Goal of the exercise
Rewrite the lines below, swapping "pixel pair" for "coordinate pair" and leaving the rest untouched.

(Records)
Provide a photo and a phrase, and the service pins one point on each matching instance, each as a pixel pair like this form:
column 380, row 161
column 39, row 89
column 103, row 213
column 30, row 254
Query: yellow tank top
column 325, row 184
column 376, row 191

Complete answer
Provide a photo and a phrase, and the service pins one point on each matching instance, each as a coordinate pair like this form:
column 380, row 161
column 39, row 89
column 103, row 213
column 30, row 254
Query: yellow tank top
column 325, row 184
column 376, row 191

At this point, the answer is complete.